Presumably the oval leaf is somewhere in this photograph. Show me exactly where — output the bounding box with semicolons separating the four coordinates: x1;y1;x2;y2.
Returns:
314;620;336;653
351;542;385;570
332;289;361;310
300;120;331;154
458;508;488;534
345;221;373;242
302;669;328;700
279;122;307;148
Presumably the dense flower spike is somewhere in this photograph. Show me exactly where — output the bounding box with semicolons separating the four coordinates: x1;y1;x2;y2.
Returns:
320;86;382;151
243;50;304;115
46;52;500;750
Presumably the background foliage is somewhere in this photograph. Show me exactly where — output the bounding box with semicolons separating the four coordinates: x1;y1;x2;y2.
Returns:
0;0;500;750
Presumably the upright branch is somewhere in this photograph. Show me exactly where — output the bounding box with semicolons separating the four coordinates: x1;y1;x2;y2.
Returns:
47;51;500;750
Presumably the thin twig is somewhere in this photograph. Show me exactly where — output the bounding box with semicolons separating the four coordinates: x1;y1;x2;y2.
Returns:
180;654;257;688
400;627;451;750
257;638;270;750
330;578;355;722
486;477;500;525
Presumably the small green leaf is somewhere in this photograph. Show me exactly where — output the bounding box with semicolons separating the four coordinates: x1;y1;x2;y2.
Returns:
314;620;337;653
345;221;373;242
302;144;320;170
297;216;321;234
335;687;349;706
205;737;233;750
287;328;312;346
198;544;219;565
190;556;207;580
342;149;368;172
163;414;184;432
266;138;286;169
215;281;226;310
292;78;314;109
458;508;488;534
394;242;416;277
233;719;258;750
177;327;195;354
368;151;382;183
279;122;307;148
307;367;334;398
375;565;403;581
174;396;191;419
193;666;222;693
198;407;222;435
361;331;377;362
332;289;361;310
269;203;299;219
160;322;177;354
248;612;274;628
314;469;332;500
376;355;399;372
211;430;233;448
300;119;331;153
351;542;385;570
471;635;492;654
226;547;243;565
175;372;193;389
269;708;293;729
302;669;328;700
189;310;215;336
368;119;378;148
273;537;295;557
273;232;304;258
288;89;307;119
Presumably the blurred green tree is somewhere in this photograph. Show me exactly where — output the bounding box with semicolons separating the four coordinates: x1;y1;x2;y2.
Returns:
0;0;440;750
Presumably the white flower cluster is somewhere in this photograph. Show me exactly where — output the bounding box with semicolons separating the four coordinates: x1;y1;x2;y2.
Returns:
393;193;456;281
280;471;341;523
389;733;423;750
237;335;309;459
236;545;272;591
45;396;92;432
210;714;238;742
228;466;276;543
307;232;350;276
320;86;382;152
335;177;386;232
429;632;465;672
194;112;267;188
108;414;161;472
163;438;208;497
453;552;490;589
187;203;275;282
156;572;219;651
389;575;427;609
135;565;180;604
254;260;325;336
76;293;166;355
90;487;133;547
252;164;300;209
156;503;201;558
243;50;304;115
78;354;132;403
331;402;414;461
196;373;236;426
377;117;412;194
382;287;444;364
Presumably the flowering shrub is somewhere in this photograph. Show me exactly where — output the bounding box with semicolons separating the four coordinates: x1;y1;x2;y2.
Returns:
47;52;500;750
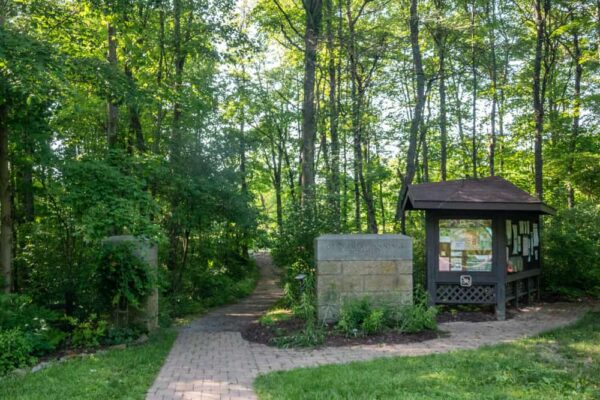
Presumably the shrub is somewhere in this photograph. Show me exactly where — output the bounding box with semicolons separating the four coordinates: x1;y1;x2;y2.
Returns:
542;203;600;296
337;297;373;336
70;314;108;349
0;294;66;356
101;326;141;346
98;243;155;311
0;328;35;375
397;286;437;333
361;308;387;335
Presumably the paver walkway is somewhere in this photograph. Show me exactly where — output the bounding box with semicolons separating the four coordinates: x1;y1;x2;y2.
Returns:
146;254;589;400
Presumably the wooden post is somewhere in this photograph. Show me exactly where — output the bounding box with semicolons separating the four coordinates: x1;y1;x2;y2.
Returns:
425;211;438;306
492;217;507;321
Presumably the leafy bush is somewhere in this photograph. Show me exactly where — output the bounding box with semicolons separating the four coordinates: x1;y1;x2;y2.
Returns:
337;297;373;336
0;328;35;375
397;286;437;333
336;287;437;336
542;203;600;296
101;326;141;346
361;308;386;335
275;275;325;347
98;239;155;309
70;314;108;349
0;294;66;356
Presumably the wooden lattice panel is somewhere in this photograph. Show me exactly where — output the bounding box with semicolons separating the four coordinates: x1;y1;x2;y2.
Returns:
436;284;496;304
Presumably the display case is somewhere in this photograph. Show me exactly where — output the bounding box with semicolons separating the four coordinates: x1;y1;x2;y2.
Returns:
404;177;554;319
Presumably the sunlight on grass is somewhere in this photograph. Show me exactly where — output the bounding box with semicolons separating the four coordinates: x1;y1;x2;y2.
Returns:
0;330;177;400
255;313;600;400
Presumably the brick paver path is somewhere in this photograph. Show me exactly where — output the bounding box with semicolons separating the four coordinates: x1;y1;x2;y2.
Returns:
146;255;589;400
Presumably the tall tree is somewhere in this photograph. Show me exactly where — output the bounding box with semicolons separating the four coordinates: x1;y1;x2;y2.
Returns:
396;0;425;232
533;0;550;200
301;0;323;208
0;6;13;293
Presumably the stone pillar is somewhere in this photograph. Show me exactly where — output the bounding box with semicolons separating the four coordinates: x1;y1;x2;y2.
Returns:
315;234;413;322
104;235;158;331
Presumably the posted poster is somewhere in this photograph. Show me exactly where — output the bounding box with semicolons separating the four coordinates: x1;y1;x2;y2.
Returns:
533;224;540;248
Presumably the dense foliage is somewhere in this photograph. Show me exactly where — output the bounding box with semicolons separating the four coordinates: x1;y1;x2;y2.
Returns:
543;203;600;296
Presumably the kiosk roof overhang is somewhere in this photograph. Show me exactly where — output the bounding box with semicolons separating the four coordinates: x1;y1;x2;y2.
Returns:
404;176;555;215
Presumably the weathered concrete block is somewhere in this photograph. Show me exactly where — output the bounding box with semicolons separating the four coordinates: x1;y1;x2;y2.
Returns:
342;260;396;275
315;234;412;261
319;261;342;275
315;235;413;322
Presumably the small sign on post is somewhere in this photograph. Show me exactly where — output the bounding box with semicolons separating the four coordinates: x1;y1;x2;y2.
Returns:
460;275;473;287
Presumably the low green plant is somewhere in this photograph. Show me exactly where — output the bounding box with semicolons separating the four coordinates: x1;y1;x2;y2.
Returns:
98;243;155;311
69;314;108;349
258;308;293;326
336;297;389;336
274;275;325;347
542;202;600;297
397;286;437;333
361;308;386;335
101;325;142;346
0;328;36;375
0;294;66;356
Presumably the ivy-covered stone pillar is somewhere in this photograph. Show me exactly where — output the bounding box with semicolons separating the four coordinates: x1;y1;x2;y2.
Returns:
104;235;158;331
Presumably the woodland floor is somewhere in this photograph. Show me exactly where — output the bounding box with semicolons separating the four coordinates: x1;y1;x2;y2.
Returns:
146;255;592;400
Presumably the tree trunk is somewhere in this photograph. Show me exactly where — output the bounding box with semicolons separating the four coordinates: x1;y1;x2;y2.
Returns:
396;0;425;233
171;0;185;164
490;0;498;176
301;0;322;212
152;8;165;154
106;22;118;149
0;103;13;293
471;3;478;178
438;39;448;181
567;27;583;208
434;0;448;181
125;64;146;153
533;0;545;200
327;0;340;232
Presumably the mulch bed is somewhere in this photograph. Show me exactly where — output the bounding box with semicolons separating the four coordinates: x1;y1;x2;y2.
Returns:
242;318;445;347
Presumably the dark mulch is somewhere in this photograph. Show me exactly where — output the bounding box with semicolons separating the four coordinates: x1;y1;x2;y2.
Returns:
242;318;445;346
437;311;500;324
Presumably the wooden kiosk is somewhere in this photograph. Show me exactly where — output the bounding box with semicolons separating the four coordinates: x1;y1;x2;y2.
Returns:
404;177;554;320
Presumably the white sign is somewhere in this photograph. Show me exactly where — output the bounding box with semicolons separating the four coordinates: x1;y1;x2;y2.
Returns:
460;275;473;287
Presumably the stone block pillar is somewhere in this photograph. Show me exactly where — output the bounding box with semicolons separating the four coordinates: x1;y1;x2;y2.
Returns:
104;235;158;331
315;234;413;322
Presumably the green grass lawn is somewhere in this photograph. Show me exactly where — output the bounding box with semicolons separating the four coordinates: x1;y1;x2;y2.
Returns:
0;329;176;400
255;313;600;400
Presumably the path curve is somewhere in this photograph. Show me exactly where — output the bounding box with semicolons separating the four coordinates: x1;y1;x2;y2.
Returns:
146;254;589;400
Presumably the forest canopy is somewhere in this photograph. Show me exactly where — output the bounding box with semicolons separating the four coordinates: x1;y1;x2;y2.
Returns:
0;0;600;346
++++++++++
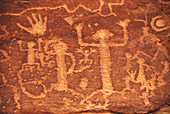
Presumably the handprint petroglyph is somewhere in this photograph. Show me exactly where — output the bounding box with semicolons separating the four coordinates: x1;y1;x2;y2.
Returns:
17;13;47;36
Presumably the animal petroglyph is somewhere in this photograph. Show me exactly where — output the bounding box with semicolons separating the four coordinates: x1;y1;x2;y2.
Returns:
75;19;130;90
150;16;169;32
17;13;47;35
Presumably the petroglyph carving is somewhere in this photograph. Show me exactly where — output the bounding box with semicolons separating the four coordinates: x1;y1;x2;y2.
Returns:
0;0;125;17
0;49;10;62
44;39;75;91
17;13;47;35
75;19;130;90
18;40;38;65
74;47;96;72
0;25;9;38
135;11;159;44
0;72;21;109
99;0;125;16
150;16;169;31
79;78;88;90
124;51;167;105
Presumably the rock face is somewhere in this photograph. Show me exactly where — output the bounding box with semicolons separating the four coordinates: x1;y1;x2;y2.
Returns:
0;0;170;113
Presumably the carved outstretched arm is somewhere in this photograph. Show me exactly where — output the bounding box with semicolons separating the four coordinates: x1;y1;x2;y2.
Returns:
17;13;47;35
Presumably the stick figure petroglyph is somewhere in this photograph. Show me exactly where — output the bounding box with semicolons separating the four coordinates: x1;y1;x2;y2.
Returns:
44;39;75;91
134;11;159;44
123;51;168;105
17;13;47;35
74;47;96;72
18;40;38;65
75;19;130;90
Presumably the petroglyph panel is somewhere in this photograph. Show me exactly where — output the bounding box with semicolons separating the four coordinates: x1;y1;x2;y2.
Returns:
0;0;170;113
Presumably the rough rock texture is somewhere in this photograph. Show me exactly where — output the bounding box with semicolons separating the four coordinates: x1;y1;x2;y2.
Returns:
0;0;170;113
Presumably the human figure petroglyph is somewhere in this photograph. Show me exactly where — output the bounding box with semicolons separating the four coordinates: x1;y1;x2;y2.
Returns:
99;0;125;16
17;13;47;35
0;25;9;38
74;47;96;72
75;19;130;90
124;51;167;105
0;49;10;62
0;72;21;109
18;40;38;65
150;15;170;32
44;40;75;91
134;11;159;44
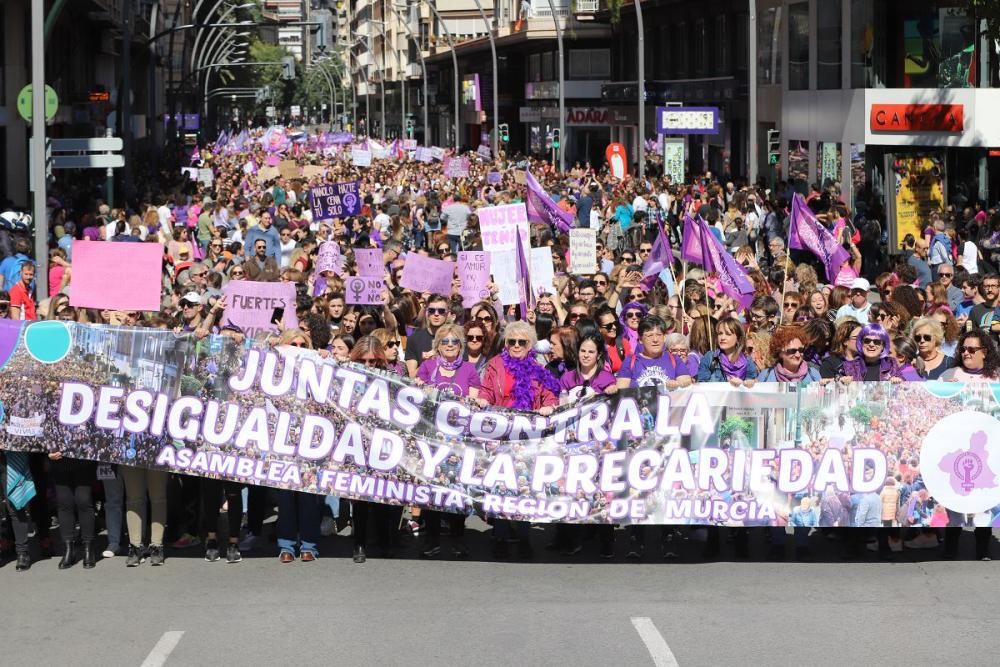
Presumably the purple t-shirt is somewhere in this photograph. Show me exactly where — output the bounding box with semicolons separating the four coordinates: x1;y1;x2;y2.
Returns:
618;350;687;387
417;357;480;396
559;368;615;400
++++++++++
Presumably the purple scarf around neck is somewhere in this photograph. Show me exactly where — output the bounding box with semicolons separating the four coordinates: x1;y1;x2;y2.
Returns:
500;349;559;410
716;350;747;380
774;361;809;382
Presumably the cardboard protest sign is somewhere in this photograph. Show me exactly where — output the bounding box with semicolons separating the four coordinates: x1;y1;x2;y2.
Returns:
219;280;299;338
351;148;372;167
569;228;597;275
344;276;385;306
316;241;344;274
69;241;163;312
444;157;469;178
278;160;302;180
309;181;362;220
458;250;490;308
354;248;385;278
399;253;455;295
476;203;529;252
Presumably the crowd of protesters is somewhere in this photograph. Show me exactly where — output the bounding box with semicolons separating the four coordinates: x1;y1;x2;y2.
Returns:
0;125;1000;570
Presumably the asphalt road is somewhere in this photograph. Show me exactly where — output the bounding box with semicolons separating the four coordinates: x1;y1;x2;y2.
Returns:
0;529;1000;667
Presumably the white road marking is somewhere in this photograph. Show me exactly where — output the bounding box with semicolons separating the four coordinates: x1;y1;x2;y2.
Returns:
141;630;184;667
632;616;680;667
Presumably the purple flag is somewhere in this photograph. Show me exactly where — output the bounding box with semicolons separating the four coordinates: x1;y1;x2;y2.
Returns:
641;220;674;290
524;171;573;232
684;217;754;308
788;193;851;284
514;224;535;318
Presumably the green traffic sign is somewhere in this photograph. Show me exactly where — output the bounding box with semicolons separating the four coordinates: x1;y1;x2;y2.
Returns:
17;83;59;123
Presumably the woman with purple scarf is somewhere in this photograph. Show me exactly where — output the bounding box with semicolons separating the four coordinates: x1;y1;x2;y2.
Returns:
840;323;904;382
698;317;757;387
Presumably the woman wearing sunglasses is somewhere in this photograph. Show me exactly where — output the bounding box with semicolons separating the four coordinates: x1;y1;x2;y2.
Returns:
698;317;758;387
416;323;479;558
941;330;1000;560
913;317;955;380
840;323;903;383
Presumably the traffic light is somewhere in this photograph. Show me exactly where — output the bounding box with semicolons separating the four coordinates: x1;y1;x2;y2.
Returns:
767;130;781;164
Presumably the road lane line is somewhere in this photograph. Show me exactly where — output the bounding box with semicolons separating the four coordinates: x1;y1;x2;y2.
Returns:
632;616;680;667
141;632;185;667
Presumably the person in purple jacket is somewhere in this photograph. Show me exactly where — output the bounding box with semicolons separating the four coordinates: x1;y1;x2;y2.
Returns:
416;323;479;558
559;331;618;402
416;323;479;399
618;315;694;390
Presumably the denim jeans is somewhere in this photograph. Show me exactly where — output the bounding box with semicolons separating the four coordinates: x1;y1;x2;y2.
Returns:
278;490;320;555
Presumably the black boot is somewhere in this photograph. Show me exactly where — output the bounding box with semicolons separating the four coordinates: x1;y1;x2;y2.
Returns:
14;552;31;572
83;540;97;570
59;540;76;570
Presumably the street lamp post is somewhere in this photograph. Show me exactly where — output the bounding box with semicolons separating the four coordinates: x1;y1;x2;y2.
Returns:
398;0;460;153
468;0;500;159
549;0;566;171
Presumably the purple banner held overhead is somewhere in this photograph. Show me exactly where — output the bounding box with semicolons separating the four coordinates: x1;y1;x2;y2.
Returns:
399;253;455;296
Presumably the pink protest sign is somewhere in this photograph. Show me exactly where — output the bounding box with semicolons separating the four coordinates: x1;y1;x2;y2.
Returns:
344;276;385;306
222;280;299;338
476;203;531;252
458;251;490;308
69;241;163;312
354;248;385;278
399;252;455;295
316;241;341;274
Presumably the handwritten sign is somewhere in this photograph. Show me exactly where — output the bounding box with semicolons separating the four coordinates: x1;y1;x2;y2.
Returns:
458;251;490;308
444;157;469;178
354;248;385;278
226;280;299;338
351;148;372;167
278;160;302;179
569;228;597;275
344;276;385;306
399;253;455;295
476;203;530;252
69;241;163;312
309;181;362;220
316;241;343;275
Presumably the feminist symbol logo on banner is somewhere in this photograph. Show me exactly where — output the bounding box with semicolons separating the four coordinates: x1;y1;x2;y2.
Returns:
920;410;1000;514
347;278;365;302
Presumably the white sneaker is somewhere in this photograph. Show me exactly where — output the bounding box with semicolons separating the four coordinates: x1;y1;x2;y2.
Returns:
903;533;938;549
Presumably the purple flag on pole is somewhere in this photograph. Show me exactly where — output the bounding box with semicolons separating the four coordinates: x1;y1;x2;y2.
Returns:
++++++++++
### [REQUIRED WORK]
Lay out as a numbered list the lines above, starting with the line containing "Presumably the purple t-shirt" and ending with the line containing "559;368;615;400", including both of those lines and leaving out any blank lines.

### [RESULT OF THE TASK]
1. Presumably the purple t-shirt is somewhere in this photograph. Show me exactly where — output the bounding box with semicolons separating the four coordinates: x1;y1;x2;y2.
2. Returns:
3. 618;350;687;387
4. 417;357;480;396
5. 559;368;615;400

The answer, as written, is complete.